**Texto fuente**
+--

En 2013, desde la biblioteca percibieron que su actividad de alfabetización debía tomar otro vuelo. Que requería un grado de formalización. El resultado fue que, en ese mismo espacio donde dos mujeres comenzaron a enseñar a leer y a escribir a un grupo reducido, se abrió una escuela primaria para adultos, que funciona por la mañana y por la tarde y cuyo número de asistentes oscila entre los 8 y los 28 alumnos. Desde que empezaron con el trabajo de alfabetización, unas 60 personas aprendieron a leer y a escribir.
Tanto Norma como Nora están seguras del gran potencial que tiene una biblioteca para desarrollar un trabajo de inclusión como el que hacen en la comunidad gitana, el cual les ha valido el reconocimiento de la Dirección de Pluralismo Cultural de la Nación. Aunque saben que se trata de una tarea interinstitucional. La ayuda a comunidades vulnerables implica trabajar en conjunto con responsables de áreas como las de Salud, Educación, Cultura o Justicia. “Hemos tenido que recurrir a instituciones como la Casa de Justicia para pedir el certificado de parto de personas que nos lo pedían”, ejemplifica Norma.
Un aprendizaje que además derribó prejuicios
Para Norma, el valor del trabajo que la biblioteca realizó en los últimos años con la comunidad gitana excede a la alfabetización, a la enseñanza de oficios o a la capacitación en derechos. Todas estas actividades, al fin y al cabo, estuvieron marcadas por la inclusión.
“Lo interesante de todo esto es que nunca fue solo para gitanos y esto hizo que hubiera integración entre personas de la comunidad y de fuera de ella”, explica la bibliotecaria, quien reconoce que hay discriminación hacia los miembros de la colectividad romaní. “Me he subido al colectivo y la gente empieza a correrse para no quedarse cerca o a hablar mal”, añade.

+--

**Entradas sin procesar**
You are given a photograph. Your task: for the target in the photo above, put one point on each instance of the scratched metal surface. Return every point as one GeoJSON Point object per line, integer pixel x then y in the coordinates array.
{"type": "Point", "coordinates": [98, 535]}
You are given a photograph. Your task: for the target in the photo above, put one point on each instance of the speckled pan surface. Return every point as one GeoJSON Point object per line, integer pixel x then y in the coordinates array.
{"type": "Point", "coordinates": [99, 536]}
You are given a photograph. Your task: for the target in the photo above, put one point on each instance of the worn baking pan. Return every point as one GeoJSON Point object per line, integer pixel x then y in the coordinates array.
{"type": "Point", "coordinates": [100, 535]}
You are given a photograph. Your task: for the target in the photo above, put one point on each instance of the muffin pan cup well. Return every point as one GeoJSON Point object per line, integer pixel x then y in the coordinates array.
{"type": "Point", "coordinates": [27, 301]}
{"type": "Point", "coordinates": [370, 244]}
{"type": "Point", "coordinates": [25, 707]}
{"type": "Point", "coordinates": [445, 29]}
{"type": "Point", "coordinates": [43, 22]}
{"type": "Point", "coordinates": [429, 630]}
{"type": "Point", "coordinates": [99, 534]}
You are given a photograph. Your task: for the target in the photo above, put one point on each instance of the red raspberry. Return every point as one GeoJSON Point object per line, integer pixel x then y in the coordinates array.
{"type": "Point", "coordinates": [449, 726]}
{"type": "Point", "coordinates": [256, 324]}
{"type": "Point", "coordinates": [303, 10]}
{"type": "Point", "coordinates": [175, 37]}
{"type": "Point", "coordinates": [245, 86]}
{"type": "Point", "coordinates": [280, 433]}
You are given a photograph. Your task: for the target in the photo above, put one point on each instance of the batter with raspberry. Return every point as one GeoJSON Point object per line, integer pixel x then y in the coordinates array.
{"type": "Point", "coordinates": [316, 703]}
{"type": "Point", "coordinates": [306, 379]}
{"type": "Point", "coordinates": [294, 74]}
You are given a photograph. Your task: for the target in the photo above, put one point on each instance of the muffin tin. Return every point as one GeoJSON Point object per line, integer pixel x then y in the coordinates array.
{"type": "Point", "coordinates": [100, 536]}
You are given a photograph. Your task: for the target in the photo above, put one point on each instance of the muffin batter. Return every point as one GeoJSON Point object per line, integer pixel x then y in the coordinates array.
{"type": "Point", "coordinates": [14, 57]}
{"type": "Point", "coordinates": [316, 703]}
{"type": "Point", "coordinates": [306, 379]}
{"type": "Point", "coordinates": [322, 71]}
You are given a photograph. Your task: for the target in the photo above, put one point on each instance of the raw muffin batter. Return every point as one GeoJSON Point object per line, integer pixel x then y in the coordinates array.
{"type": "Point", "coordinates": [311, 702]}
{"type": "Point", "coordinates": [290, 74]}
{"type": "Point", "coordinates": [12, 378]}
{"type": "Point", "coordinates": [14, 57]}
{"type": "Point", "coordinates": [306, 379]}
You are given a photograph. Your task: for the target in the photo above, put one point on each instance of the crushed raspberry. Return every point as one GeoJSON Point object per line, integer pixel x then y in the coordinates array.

+--

**Consigna del ejercicio**
Prosigue el texto sobre la biblioteca y la comunidad gitana a partir de la última oración del texto fuente.

**Resultado**
“Actividades así sirven para derribar prejuicios”, asegura López, quien destaca que “las gitanas y los gitanos nunca tuvieron problemas en compartir con ‘criollos’”. “Sentimos que se rompían prejuicios, que no había discriminación”, agrega Sandra.
María Rosa González trabaja en la sociedad de fomento. Sirve el té en la escuela primaria y limpia. Además, participó en el taller de costura que se hizo en 2013. Todo esto la hizo entrar en contacto con un grupo de personas que desconocía y temía. “Compartir con las gitanas me sacó un tabú terrible. Había crecido con el prejuicio de que la gitana es mala y me di cuenta de que nada que ver eso. Son muy buenas, desde el primer momento estábamos compartiendo juntas”, confiesa.
Entre mates y costuras, María Rosa se hizo muchas amigas gitanas —Sandra es una de ellas—, varias de las cuales las invitaron a reuniones y fiestas familiares. Además del cariño, les dedica un elogio: “Son personas con hambre de aprender”.